▶ **本文抜粋**:

%%

錆びた鎖
1960
斎藤武市 監督
池田一朗、秋元隆太 脚本
赤木圭一郎 、、、長岡英二(次男、学生)
笹森礼子 、、、冬木美枝(従妹、学生)
小沢栄太郎 、、、長岡康三郎(父、荷役会社社長)
轟夕起子 、、、長岡時子(母)
小高雄二 、、、長岡健一(長男、新社長)
宮城千賀子 、、、井上正緒(キャバレー、スタンキイのママ、英二の実母)
白木マリ 、、、沢村加奈子(会社秘書、健一の愛人)
大坂志郎 、、、水原泰三(金融業者、長岡企業の専務に収まり乗っ取りを企む)
近藤宏 、、、松井保(暴力団ボス、パクリ屋、水原と通じる)
杉山俊夫 、、、松平政吉(ウクレレと歌が得意、港湾労働者)
西村晃 、、、ぐちりの平太(港湾労働者)
三島雅夫 、、、馬場吉太郎(長岡に世話になった会社社長、乗っ取り一派)
初っ端からまた赤木圭一郎が歌いまくる。

%%

▶ **課題項目 1**:
映画「錆びた鎖」の配役表について、次の問いに答えてください。
(a) この映画の監督は誰ですか。
(b) 宮城千賀子が演じる井上正緒は、誰の実母とされていますか。
(c) 杉山俊夫が演じる松平政吉の得意なものは何ですか。
▶ **課題項目 2**: 映画「錆びた鎖」の配役表のうち、「笹森礼子 、、、冬木美枝(従妹、学生)」から「西村晃 、、、ぐちりの平太(港湾労働者)」までを、「港湾労働者」を「荷揚げ作業員」に置き換えて書き直してください。
行のデータは、本文を使う作業にはまったく関わりません。

▶ **データ行**:

%%

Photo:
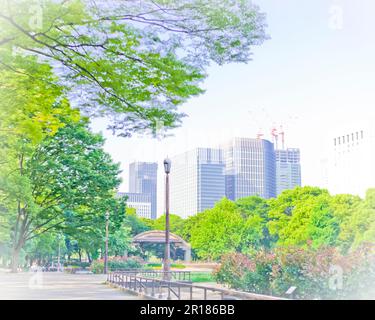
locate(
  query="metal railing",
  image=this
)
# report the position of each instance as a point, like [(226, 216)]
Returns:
[(173, 275), (162, 289)]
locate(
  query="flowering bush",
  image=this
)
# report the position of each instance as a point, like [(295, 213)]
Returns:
[(317, 274), (117, 263)]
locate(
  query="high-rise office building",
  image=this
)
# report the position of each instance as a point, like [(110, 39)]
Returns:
[(352, 161), (197, 181), (141, 202), (249, 168), (143, 180), (288, 169)]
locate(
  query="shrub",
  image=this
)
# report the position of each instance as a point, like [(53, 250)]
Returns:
[(313, 272)]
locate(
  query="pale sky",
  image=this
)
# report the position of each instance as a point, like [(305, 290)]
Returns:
[(315, 74)]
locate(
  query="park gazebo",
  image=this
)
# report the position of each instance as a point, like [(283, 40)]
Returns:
[(158, 236)]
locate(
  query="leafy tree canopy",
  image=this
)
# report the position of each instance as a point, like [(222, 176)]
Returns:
[(134, 62)]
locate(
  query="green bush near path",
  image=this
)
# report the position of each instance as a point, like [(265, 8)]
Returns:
[(202, 277)]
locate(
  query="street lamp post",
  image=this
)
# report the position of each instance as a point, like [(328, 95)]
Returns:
[(59, 253), (167, 267), (106, 243)]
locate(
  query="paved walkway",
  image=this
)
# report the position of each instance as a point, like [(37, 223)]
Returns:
[(58, 286)]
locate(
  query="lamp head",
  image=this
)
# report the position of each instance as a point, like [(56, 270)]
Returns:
[(167, 165)]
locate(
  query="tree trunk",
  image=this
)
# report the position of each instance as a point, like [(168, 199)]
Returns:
[(15, 259)]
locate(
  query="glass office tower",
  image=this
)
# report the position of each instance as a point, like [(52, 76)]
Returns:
[(288, 169), (250, 168), (143, 180), (197, 181)]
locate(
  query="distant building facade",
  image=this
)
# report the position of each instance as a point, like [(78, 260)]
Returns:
[(141, 202), (352, 161), (250, 168), (288, 169), (197, 181), (143, 180)]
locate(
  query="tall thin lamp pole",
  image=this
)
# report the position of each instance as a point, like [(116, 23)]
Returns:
[(106, 243), (167, 254)]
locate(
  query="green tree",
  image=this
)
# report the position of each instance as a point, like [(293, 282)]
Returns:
[(360, 226), (71, 184), (217, 231), (254, 211), (303, 215), (176, 224), (133, 63)]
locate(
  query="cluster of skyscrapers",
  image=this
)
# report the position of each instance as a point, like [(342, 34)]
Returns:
[(351, 162), (142, 195), (239, 168), (199, 178)]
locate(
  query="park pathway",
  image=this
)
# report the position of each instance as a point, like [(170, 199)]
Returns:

%%

▶ **解答例 1**:
(a) 斎藤武市
(b) 英二
(c) ウクレレと歌

▶ **解答例 2**:
笹森礼子 、、、冬木美枝(従妹、学生)
小沢栄太郎 、、、長岡康三郎(父、荷役会社社長)
轟夕起子 、、、長岡時子(母)
小高雄二 、、、長岡健一(長男、新社長)
宮城千賀子 、、、井上正緒(キャバレー、スタンキイのママ、英二の実母)
白木マリ 、、、沢村加奈子(会社秘書、健一の愛人)
大坂志郎 、、、水原泰三(金融業者、長岡企業の専務に収まり乗っ取りを企む)
近藤宏 、、、松井保(暴力団ボス、パクリ屋、水原と通じる)
杉山俊夫 、、、松平政吉(ウクレレと歌が得意、荷揚げ作業員)
西村晃 、、、ぐちりの平太(荷揚げ作業員)